Show each line of the records below where the word "patch" occurs.

→ **Referring expression data**:
☆ ☆ ☆ ☆ ☆

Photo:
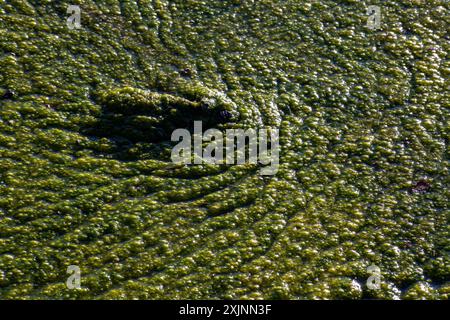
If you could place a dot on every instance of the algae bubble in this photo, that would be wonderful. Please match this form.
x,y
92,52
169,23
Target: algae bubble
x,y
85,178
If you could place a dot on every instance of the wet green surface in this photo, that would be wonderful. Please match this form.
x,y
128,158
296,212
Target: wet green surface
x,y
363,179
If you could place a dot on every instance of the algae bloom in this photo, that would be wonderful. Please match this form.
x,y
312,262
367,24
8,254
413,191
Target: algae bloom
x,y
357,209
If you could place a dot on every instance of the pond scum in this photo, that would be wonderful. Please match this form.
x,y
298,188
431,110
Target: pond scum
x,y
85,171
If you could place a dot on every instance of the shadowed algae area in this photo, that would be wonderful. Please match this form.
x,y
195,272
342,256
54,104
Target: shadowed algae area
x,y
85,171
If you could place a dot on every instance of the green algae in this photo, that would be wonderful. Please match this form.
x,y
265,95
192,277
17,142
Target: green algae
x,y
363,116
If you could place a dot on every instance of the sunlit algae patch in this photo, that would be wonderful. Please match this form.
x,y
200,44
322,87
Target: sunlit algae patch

☆ ☆ ☆ ☆ ☆

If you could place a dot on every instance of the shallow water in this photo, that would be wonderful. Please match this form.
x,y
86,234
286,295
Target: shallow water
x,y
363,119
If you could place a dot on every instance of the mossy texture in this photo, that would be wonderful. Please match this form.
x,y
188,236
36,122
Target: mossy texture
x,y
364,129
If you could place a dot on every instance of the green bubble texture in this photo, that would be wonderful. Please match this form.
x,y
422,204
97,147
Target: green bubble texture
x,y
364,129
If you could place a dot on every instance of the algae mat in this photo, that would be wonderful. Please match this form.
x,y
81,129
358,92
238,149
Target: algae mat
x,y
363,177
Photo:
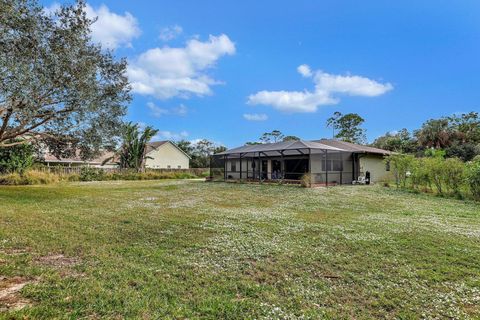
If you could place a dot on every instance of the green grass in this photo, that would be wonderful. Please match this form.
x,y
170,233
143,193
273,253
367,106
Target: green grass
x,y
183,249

☆ ☆ ☆ ☆ ☆

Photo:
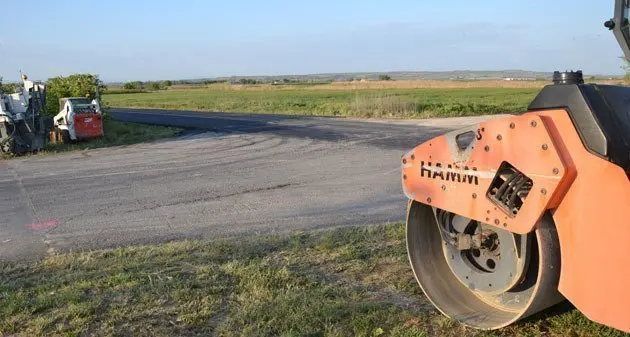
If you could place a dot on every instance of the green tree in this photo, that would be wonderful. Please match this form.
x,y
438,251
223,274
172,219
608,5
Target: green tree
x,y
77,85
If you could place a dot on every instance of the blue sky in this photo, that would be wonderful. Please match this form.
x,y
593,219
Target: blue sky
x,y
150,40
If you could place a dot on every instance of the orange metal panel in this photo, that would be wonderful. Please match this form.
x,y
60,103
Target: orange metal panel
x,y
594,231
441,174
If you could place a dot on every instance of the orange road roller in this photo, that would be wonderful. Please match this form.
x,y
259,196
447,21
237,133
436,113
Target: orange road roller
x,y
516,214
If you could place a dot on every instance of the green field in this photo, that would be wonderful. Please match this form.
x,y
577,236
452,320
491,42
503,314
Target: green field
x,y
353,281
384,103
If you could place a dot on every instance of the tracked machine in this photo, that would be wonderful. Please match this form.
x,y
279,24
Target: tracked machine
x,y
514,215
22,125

☆ ☆ ☆ ☆ ☆

→ **RESPONSE TO THE EXERCISE**:
If you could place a dot on every instance of the sunlit algae patch in this photo, that would be wonderful. Please match this form.
Target: sunlit algae patch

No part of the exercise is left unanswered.